— Begin Excerpted passage —
/ 18 January 2013

Setting Tarantino free

Setting Tarantino Free

In the mid-1990s, my sister and I were nursing an A-list star’s film project through what I came to term “Hollywood Nightmare No 1”. I was the writer and became daunted by the madness but my ­sister sought to steel my nerve by quoting sacred text from the La-la Land bible: “Remember, it ain’t show art. It’s show business.”

As we consider the trajectory of Quentin Tarantino’s much-anticipated Django Unchained, this is a — if not the — salient thought to keep in mind.

Irreverent B-movie and grotesquerie devotee, sometimes brilliant, usually outrageous, Tarantino directs his talents towards slavery. Cue the claque and all the usual suspects. From the film’s announcement in early 2011, when copies of the 166-page QT-annotated script first began to circulate in the film blogosphere, controversy was guaranteed. Controversy was banked on and, to the immense satisfaction of its distributor, the Weinstein Company, box office-generating controversy is just what we have.

The story: in 1858, three years before the American Civil War and five years before the Emancipation Proclamation, German dentist turned bounty hunter Dr King Schultz (Christoph Waltz) buys Jamie Foxx’s Django from a chain gang of half-naked, scarred-back slaves walking barefoot through a bleak winter landscape in order to find the criminal Brittle Brothers. Django, who wants to be reunited with his wife, Broomhilda (Kerry Washington), shows an uncanny talent for the game, so Schultz suggests a pact: Django helps him to collect a season of bounties for one-third of the loot and he will help Django ­to liberate his true love.
— End Excerpted passage —
Direction 1: Name every actor who appears in the Django Unchained review above.
Direction 2: Write the next part of the Django Unchained review, picking up right after its last sentence.
— Begin Data listing —
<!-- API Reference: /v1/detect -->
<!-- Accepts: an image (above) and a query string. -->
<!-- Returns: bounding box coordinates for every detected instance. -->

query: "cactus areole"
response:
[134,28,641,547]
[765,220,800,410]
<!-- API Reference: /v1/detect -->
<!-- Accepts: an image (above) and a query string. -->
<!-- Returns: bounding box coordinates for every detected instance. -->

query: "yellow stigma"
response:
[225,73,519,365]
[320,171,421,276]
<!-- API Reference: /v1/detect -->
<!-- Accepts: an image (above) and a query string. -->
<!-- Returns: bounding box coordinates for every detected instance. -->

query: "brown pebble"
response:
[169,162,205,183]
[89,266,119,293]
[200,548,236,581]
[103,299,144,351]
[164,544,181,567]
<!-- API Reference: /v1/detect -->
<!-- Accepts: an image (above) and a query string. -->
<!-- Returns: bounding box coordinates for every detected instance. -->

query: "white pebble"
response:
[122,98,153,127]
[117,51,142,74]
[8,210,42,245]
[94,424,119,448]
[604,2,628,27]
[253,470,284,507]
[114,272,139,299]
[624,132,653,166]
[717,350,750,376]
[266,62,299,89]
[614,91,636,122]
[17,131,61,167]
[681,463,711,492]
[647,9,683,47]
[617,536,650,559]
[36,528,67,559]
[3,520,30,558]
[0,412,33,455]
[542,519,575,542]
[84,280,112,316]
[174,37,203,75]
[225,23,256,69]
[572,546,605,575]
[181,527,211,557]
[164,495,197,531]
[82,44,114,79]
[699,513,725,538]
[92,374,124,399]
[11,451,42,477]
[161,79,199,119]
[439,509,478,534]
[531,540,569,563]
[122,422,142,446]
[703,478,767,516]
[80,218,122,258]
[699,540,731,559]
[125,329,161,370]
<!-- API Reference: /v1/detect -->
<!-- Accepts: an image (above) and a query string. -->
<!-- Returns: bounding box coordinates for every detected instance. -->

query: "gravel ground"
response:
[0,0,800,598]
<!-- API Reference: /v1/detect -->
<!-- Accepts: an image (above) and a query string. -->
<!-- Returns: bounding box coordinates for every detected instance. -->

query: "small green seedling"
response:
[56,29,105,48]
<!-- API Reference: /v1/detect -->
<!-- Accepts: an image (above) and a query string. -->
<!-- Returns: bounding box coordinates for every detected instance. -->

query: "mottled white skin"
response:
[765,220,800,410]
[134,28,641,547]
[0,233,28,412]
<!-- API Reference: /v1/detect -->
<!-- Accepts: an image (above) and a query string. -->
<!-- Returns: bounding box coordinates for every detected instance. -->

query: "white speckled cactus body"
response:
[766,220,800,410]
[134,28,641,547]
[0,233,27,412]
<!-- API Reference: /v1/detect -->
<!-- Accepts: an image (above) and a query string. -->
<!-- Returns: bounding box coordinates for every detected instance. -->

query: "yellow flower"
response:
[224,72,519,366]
— End Data listing —
Right answer 1: Christoph Waltz, Jamie Foxx, Kerry Washington

Right answer 2:
As punishment for chasing freedom with Django, the proud, beautiful Broomhilda has been sold to Calvin Candie (Leonardo DiCaprio), owner of the notorious Candyland plantation, a devotee/breeder of slave-on-slave Mandingo fighting to the death and an all-round nasty piece of work. Candie’s greatest ally, and “house slave” par excellence, is Samuel L Jackson’s magnificent Stephen. Wagner’s Ring Cycle is cited. Not without reason. The journey is mythic in its challenges and very bloody.

The controversy
First offence: trash-talking, know-nothing, wannabe-hipster white boy dares to focus his sleazy sensibilities on the American holocaust of slavery.

Predictably, first to the post is fellow filmmaker Spike Lee, who declares Django disrespectful of slavery. “Slavery was not a spaghetti western,” he says, steadfastly refusing to view the film.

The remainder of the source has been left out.